┏━━

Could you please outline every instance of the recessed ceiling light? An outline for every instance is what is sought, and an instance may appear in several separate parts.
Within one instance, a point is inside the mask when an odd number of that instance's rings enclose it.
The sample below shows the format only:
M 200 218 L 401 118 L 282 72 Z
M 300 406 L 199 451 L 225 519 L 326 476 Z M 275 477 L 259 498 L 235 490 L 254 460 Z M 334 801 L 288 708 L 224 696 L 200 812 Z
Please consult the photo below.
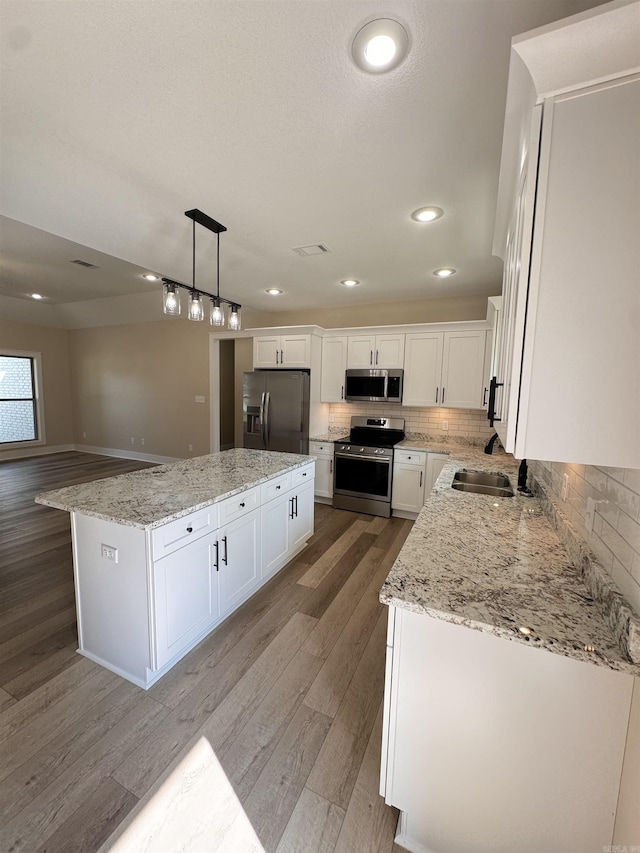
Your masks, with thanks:
M 155 275 L 155 274 L 154 274 L 154 273 L 152 273 L 152 272 L 146 272 L 146 273 L 142 276 L 142 278 L 146 278 L 146 280 L 147 280 L 147 281 L 159 281 L 159 280 L 160 280 L 160 276 L 159 276 L 159 275 Z
M 42 295 L 41 295 L 41 294 L 39 294 L 39 293 L 32 293 L 32 294 L 31 294 L 31 298 L 32 298 L 32 299 L 44 299 L 44 296 L 42 296 Z
M 340 284 L 344 284 L 345 287 L 357 287 L 360 282 L 357 278 L 345 278 L 340 282 Z
M 433 274 L 440 276 L 440 278 L 448 278 L 450 275 L 455 275 L 456 270 L 452 269 L 451 267 L 444 267 L 441 270 L 434 270 Z
M 391 18 L 369 21 L 358 31 L 351 46 L 351 54 L 358 68 L 371 74 L 396 68 L 408 50 L 407 31 Z
M 267 290 L 265 290 L 265 293 L 268 293 L 270 296 L 280 296 L 282 291 L 278 290 L 277 287 L 269 287 L 267 288 Z
M 411 218 L 416 222 L 433 222 L 434 219 L 440 219 L 444 210 L 441 207 L 419 207 L 411 214 Z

┗━━

Task requirements: If a line of the material contains the word "instance", count it; please reply with the total and nothing more.

Output of the task: 2